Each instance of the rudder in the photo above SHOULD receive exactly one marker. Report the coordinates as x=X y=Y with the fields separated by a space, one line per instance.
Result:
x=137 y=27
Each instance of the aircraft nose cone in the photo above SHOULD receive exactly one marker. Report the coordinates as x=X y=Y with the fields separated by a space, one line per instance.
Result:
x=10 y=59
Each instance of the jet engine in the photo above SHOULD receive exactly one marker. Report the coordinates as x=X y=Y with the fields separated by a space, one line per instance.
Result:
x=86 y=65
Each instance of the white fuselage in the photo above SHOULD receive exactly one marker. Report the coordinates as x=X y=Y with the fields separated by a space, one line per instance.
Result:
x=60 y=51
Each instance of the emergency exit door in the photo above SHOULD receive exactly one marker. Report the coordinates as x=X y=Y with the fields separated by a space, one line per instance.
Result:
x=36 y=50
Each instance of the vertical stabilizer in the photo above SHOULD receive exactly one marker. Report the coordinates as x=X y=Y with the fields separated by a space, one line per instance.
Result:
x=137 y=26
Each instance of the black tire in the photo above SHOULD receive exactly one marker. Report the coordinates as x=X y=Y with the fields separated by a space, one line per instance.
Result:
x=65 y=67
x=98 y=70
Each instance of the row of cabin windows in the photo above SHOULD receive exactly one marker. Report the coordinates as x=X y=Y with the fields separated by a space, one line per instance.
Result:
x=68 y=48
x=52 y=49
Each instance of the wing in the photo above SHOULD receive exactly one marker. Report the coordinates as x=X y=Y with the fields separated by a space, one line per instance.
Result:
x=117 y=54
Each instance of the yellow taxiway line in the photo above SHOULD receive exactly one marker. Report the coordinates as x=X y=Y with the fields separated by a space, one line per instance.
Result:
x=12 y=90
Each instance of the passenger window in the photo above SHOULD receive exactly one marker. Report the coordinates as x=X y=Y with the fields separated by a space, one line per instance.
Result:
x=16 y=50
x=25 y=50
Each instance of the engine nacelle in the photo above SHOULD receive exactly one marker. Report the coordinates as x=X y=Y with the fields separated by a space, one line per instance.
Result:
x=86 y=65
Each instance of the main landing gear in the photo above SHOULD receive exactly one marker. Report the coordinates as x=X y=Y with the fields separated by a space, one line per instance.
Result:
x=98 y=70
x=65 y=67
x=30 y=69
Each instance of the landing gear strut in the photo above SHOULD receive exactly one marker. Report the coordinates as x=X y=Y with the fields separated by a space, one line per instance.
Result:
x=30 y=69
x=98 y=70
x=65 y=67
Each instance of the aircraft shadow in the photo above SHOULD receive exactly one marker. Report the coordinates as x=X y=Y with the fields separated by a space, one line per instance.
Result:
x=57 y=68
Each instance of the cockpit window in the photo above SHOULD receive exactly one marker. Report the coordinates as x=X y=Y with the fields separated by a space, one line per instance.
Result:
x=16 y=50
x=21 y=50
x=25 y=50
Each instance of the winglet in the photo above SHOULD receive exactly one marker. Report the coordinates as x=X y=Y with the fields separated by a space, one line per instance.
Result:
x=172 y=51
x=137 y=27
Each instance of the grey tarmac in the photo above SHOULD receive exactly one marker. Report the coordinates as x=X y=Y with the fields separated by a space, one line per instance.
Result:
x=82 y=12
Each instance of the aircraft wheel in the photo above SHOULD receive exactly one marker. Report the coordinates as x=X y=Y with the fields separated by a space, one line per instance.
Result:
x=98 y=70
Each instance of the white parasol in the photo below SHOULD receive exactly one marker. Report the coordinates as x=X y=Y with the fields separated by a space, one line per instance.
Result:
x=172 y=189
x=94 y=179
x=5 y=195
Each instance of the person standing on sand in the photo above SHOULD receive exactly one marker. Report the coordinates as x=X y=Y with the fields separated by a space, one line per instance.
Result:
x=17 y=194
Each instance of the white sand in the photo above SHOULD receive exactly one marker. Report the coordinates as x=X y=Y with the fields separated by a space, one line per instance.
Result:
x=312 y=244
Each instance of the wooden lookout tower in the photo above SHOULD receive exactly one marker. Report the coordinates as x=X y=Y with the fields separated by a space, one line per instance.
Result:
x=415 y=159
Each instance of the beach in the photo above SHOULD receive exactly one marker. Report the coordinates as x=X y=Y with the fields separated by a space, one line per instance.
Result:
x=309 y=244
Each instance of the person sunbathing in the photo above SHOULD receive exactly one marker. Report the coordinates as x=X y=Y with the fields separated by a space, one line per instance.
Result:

○ ○ ○ ○

• **WORK INSTRUCTIONS**: Write the lines out verbatim, from the one with "Each instance of the wooden" through the last line of the entries, and stop there.

• **COMPLETE OUTPUT**:
Each instance of the wooden lookout tower in the photo above SHOULD receive exactly one marker. Report the coordinates as x=X y=Y with the fields separated by a space, one line per instance.
Result:
x=415 y=159
Each instance of the beach in the photo above SHOULD receive exactly one marker. Report the coordinates as x=X y=Y with the fields separated by a space, one line per instance.
Result:
x=309 y=244
Each instance of the person sunbathing in the photo above SHOULD receive exactly one marker. Report the coordinates as x=X y=Y with the fields separated by a space, one line per instance.
Result:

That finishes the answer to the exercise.